- _The problem_
Would you return the data below exactly as it stands, with every picture left out?

- _Data listing_

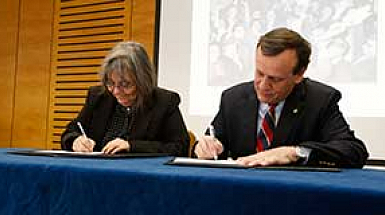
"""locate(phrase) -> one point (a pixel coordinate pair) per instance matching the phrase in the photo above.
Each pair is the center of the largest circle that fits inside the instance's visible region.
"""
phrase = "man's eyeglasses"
(123, 85)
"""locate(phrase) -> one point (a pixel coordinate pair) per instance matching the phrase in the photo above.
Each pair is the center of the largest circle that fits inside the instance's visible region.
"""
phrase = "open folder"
(181, 161)
(62, 153)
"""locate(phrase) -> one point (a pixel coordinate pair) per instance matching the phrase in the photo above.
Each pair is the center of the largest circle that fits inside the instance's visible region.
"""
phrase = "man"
(282, 118)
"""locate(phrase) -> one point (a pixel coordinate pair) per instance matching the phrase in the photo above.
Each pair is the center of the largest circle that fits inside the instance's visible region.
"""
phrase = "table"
(62, 185)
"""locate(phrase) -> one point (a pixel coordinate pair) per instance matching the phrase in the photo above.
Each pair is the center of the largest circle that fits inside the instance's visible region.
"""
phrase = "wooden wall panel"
(143, 23)
(32, 74)
(9, 12)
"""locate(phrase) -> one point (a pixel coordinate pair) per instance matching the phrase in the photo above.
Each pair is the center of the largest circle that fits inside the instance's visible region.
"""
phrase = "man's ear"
(299, 76)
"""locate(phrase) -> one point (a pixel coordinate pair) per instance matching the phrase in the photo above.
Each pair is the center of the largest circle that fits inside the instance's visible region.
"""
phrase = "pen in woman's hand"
(212, 134)
(82, 130)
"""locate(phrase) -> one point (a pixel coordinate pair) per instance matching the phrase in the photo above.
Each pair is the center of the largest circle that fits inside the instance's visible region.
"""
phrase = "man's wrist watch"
(302, 153)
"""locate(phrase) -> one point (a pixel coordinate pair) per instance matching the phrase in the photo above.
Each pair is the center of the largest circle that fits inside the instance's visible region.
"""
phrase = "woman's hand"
(83, 144)
(115, 146)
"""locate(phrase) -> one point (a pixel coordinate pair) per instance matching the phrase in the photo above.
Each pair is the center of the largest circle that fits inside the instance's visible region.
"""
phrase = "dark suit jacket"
(310, 118)
(159, 128)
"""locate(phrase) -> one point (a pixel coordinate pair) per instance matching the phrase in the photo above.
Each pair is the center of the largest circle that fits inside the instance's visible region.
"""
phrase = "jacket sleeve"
(72, 131)
(337, 145)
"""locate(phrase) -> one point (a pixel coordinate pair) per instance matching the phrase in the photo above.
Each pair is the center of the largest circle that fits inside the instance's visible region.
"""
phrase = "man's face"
(274, 79)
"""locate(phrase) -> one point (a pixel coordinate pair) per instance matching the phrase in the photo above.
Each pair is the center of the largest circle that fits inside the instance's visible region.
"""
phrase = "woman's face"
(122, 88)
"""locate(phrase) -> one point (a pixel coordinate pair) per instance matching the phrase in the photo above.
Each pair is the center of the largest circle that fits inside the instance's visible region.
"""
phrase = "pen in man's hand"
(82, 130)
(212, 134)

- _Response to this task_
"""locate(phrase) -> one point (a pixel coordinate pair) per instance matching the phrase in the photo above.
Each pair is the center of the largest circle that fits inside the instance's visible region.
"""
phrase = "man's eyeglasses"
(123, 85)
"""locate(phrase) -> one point (a pixel coordinate pair) per instance matching the phrase in the photo above.
Each pair is the center of the largest circle that fits inside the instance's visible region.
"""
phrase = "open folder"
(181, 161)
(62, 153)
"""locate(phrase) -> one point (a pixel coordinate pair) per instance matching the phrase in the photo above.
Each pair is the center of the largest circle that fits inside the instance's visible region.
"""
phrase = "man"
(282, 118)
"""locate(phrase) -> one point (a pixel coordinate pair) per instance matching the phrase in the photo above.
Each pair is the center of the largest circle that fits inside the instance's visible region.
"""
phrase = "table"
(62, 185)
"""locate(phrase) -> one point (a pixel coordinate pair) per instance matching the phrase in the photo above.
Each pair is the center of the largest circle that fits inside the instance's visible region.
"""
phrase = "wooden wall panel"
(143, 23)
(32, 74)
(9, 12)
"""locate(phrase) -> one point (a pixel coordinate pair) per instance matching the phrase in the photo above.
Each pair is the center of the largest circle that fits inside the instance's visible region.
"""
phrase = "man's ear"
(299, 76)
"""locate(phrase) -> one point (a pixel coordinate pair) per instance matching the phrase in the photo above.
Each pair is the center of the largest circle that fits inside the instance's visible region.
"""
phrase = "pen in woman's hand"
(212, 134)
(82, 130)
"""locate(phrase) -> one point (a pixel coordinate pair) per instance matching the phrase in the photo above.
Each pair is the center of the largest circle that fits inside the instance's visible region.
"""
phrase = "man's wrist watch"
(302, 153)
"""locate(phrase) -> one point (a pixel coordinate pair) per instance matching the phrase in the photo above.
Each pair is the center of the largest circle that fits inside the instance's visible region.
"""
phrase = "woman's hand"
(83, 144)
(115, 146)
"""locate(phrase) -> one point (a pixel coordinate pair) per instance matching the phrase in the photo above.
Each pair is the center of the largest circle that fits inside the instance's visible region.
"""
phrase = "dark suit jacket"
(310, 118)
(159, 128)
"""locate(phrase) -> one point (a pixel coordinate pair) per instance matching the phrase in the photo above.
Each pair is the center of the largest circle that fits inside the instance's visible region.
"""
phrase = "jacket sleeve"
(72, 131)
(337, 145)
"""locate(phrase) -> one point (a pixel coordinate pair) per instance matching the phrase in the photo above.
Each pair is the center of the largest circle that fits inside the instance's visible region.
"""
phrase = "man's face"
(274, 79)
"""locate(phrase) -> one point (a pixel coordinate pair) per instance matching the phrase in the photo above.
Each pair is the center of the largest circle that fits inside the instance's visible region.
"""
phrase = "woman's face"
(122, 88)
"""locate(phrase) -> one point (a pixel coordinate pair) per instance matching the phrase in the photo above.
Each pair is the center of the largest circle that fits inside the instance's visible region.
"""
phrase = "pen in man's hand"
(82, 130)
(212, 134)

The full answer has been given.